═══ DATA PROVIDED ═══

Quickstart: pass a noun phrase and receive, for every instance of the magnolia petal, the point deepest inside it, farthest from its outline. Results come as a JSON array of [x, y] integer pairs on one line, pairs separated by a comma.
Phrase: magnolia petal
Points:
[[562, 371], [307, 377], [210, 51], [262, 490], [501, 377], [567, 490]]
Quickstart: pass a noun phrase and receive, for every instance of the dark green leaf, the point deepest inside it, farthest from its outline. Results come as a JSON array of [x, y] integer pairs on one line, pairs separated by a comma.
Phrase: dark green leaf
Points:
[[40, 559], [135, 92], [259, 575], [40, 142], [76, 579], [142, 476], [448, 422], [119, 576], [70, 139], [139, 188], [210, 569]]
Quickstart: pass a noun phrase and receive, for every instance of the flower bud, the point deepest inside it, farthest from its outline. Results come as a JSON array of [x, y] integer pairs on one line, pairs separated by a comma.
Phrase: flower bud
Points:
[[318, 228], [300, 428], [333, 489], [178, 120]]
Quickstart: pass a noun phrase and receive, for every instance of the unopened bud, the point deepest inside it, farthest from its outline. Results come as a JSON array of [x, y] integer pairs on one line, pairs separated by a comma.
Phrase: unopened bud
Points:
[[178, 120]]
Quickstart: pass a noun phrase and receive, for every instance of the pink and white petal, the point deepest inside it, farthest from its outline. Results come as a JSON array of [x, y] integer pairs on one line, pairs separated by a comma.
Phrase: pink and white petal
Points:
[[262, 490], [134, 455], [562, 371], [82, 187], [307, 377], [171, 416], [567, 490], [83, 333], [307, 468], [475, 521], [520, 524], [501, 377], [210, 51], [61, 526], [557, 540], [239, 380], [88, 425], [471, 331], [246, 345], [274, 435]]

═══
═══ DATA PROVIDED ═══

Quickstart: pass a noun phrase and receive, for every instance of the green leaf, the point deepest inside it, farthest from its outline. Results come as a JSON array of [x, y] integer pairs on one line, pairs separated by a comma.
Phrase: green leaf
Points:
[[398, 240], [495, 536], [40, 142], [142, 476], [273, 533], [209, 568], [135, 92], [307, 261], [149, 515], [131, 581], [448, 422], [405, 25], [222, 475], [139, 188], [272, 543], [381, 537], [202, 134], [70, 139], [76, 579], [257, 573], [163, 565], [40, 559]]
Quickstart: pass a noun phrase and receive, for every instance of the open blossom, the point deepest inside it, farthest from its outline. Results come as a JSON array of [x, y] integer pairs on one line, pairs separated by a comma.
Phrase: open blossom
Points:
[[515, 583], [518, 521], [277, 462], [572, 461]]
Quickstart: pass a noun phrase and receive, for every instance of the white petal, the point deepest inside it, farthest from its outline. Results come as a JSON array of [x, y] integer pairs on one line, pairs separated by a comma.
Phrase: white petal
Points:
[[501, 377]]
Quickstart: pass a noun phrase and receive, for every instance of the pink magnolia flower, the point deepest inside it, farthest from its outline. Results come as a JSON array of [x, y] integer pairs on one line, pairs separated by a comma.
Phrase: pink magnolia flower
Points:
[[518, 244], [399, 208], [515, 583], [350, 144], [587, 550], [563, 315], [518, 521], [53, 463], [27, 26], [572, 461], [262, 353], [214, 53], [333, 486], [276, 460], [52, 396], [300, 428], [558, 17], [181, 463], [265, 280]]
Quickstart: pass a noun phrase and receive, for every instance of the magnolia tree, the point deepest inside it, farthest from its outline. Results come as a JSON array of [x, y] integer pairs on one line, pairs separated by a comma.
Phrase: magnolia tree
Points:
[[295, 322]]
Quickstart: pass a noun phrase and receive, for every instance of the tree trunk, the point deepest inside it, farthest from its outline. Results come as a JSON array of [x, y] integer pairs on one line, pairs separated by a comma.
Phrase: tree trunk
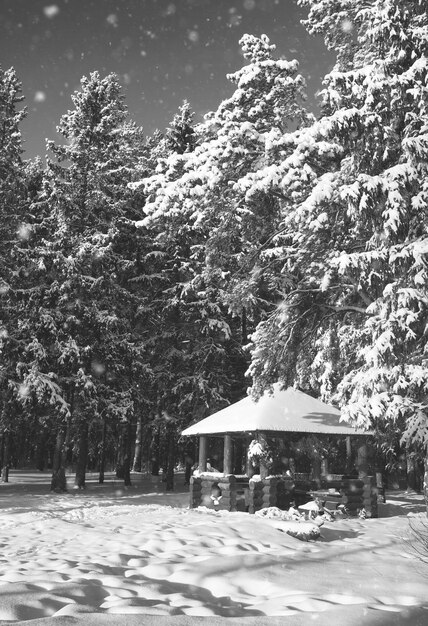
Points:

═══
═══ DATA PROVIDED ═══

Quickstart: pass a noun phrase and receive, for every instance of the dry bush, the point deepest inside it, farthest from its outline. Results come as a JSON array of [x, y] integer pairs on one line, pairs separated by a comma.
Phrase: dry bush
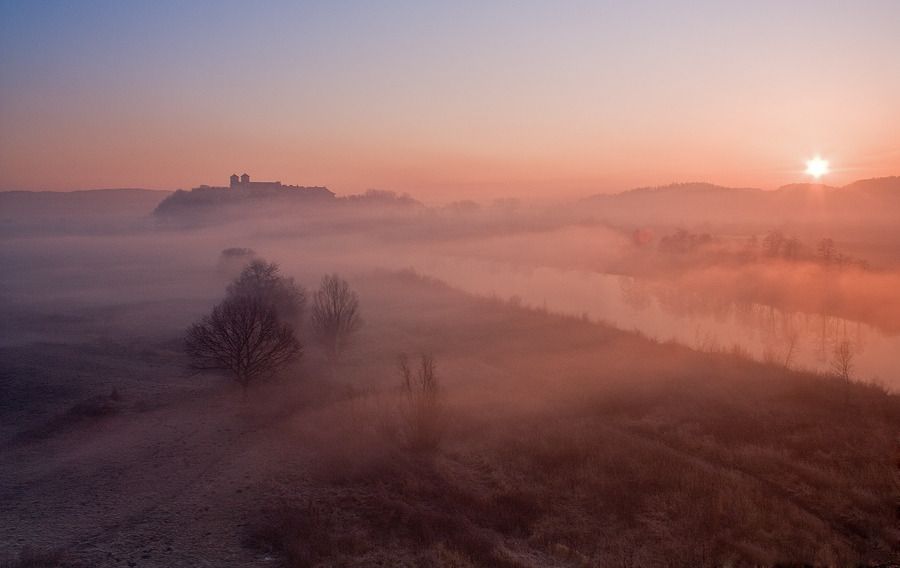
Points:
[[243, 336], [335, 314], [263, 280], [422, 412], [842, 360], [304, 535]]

═══

**SET EXERCISE**
Reproduce word for word the part of the entries above that opens with the line containing "the pink and" and closes with the line containing "345], [274, 435]]", both of those lines included.

**IN RESPONSE**
Quickstart: pass a noun phrase and receive, for every instance of the pink and white petal, the point deepest inside it, farthest from its outline. Results come as a JSON array of [x, y] integer pairs on one line, pairs separated by a comma.
Phrase: pink and white petal
Points:
[[262, 490], [134, 455], [562, 371], [82, 187], [307, 377], [171, 416], [567, 490], [83, 333], [307, 468], [475, 521], [520, 524], [501, 377], [210, 51], [61, 526], [557, 540], [239, 380], [88, 425], [471, 331], [246, 345], [274, 435]]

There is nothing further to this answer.